TASK INSTRUCTIONS:
**A.** Please print the part of the amdgpu RAS patch email starting at "[PATCH 1/9] drm/amdgpu:Define" and ending at "insertions(+), 19 deletions(-)".
**B.** In the amdgpu RAS patch email, what does the reviewer suggest doing with the unrelated changes?

[PATCH 1/9] drm/amdgpu:Define the unified ras function pointers of each IP block

Thu Nov 25 11:41:13 UTC 2021

On 11/25/2021 4:26 PM, yipechai wrote:
> Define an unified ras function pointers for each ip block to adapt.
> 
> Signed-off-by: yipechai <YiPeng.Chai at amd.com>
> ---
>   drivers/gpu/drm/amd/amdgpu/amdgpu_ras.c | 20 ++++++++++++++
>   drivers/gpu/drm/amd/amdgpu/amdgpu_ras.h | 36 ++++++++++++-------------
>   2 files changed, 37 insertions(+), 19 deletions(-)
> 
> diff --git a/drivers/gpu/drm/amd/amdgpu/amdgpu_ras.c b/drivers/gpu/drm/amd/amdgpu/amdgpu_ras.c
> index 90f0db3b4f65..dc6c8130e2d7 100644
> --- a/drivers/gpu/drm/amd/amdgpu/amdgpu_ras.c
> +++ b/drivers/gpu/drm/amd/amdgpu/amdgpu_ras.c
> @@ -2739,3 +2739,23 @@ static void amdgpu_register_bad_pages_mca_notifier(void)
>           }
>   }
>   #endif
> +
> +/* check if ras is supported on block, say, sdma, gfx */
> +int amdgpu_ras_is_supported(struct amdgpu_device *adev,
> +		unsigned int block)
> +{
> +	struct amdgpu_ras *ras = amdgpu_ras_get_context(adev);
> +
> +	if (block >= AMDGPU_RAS_BLOCK_COUNT)
> +		return 0;
> +	return ras && (adev->ras_enabled & (1 << block));
> +}
> +
> +int amdgpu_ras_reset_gpu(struct amdgpu_device *adev)
> +{
> +	struct amdgpu_ras *ras = amdgpu_ras_get_context(adev);
> +
> +	if (atomic_cmpxchg(&ras->in_recovery, 0, 1) == 0)
> +		schedule_work(&ras->recovery_work);
> +	return 0;
> +}

These changes look unrelated. Maybe as another patch to move from .h 
file to .c file.

EXCERPTED RECORDS:

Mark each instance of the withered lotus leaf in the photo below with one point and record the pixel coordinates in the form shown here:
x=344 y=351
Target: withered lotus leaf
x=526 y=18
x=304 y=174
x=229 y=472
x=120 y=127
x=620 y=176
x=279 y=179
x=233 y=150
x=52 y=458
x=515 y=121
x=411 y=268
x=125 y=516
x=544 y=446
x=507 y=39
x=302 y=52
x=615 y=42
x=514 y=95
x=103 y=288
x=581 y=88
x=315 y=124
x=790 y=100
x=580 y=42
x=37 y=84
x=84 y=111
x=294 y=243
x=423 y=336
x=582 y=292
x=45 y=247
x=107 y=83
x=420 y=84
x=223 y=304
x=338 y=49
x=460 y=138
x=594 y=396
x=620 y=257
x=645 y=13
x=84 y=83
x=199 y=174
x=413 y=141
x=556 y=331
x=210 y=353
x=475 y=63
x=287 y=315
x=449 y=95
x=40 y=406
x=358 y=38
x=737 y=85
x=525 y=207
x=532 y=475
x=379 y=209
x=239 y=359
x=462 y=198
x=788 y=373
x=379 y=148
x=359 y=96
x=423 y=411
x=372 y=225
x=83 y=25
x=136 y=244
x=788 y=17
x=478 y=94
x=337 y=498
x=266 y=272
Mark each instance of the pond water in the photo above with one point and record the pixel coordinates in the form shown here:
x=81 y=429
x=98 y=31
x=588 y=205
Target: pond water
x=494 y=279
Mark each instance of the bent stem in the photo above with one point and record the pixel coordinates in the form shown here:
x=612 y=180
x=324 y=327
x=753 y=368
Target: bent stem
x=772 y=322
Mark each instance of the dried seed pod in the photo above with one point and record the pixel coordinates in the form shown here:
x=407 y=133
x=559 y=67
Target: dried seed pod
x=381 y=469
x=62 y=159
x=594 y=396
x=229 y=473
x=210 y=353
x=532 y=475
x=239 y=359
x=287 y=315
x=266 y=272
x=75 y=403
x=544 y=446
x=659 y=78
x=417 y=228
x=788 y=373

CORRECT ANSWERS:
**A.**
[PATCH 1/9] drm/amdgpu:Define the unified ras function pointers of each IP block

Thu Nov 25 11:41:13 UTC 2021

On 11/25/2021 4:26 PM, yipechai wrote:
> Define an unified ras function pointers for each ip block to adapt.
> 
> Signed-off-by: yipechai <YiPeng.Chai at amd.com>
> ---
>   drivers/gpu/drm/amd/amdgpu/amdgpu_ras.c | 20 ++++++++++++++
>   drivers/gpu/drm/amd/amdgpu/amdgpu_ras.h | 36 ++++++++++++-------------
>   2 files changed, 37 insertions(+), 19 deletions(-)

**B.** Putting them in another patch that moves them from the .h file to the .c file.